#### Task brief
Everything from the line with "query: the noun phrase to segment: white" through the last line of the records below should be copied exactly, both ends included.

[Material to process start]

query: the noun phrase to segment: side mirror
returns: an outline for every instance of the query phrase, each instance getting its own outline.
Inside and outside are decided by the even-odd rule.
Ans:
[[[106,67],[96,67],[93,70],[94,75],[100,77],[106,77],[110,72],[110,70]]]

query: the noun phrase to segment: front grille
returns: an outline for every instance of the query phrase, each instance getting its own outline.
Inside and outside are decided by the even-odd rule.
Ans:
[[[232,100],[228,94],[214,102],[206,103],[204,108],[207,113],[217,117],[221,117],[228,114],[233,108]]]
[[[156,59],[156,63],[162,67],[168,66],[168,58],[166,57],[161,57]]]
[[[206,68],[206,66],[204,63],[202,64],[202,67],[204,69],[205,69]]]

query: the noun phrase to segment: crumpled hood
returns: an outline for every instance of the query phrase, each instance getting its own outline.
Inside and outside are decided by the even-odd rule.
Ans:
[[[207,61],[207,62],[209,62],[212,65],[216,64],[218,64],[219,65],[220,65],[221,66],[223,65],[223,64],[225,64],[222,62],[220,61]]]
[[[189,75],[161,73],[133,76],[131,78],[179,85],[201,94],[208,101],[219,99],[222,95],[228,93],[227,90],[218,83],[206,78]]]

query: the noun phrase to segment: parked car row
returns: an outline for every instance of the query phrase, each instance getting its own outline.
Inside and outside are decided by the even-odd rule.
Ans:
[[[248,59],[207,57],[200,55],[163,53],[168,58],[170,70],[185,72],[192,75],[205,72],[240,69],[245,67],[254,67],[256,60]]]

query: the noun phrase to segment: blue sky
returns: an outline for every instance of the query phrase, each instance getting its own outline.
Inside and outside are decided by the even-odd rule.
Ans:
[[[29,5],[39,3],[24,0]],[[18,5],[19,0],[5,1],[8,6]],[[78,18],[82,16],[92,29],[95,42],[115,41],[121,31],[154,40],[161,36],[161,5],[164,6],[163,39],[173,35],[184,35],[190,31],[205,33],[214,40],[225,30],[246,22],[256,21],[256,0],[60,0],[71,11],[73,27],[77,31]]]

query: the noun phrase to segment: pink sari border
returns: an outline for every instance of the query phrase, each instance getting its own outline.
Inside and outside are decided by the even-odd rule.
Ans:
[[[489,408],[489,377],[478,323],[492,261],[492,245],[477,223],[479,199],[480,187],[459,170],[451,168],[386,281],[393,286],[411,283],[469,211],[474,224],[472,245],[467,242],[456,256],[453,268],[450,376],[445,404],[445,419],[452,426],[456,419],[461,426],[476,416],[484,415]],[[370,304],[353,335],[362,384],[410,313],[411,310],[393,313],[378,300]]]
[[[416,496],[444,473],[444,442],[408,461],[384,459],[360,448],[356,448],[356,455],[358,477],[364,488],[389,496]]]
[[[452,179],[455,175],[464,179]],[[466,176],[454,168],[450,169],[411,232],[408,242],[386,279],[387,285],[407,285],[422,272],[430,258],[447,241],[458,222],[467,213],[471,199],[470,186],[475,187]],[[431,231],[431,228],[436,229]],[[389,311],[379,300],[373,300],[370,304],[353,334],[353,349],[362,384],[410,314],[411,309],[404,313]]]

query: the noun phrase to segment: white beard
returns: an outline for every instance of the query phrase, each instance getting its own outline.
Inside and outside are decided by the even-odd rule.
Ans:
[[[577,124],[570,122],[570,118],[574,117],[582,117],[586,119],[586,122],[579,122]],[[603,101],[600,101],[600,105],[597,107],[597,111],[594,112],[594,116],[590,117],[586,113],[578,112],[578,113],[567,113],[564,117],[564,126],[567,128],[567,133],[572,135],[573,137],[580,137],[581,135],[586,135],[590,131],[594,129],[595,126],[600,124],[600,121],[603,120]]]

[Material to process end]

#### Task response
query: the noun phrase to segment: white beard
returns: an outline for every instance of the query phrase, each instance getting its own outline.
Inside and outside are decided by the even-odd rule.
Ans:
[[[577,124],[570,122],[570,118],[574,117],[582,117],[586,119],[586,122],[579,122]],[[603,101],[600,101],[600,105],[597,107],[597,111],[594,112],[594,116],[590,117],[586,113],[578,112],[578,113],[567,113],[564,117],[564,126],[567,128],[567,133],[572,135],[573,137],[580,137],[581,135],[586,135],[590,131],[594,129],[595,126],[600,124],[600,121],[603,120]]]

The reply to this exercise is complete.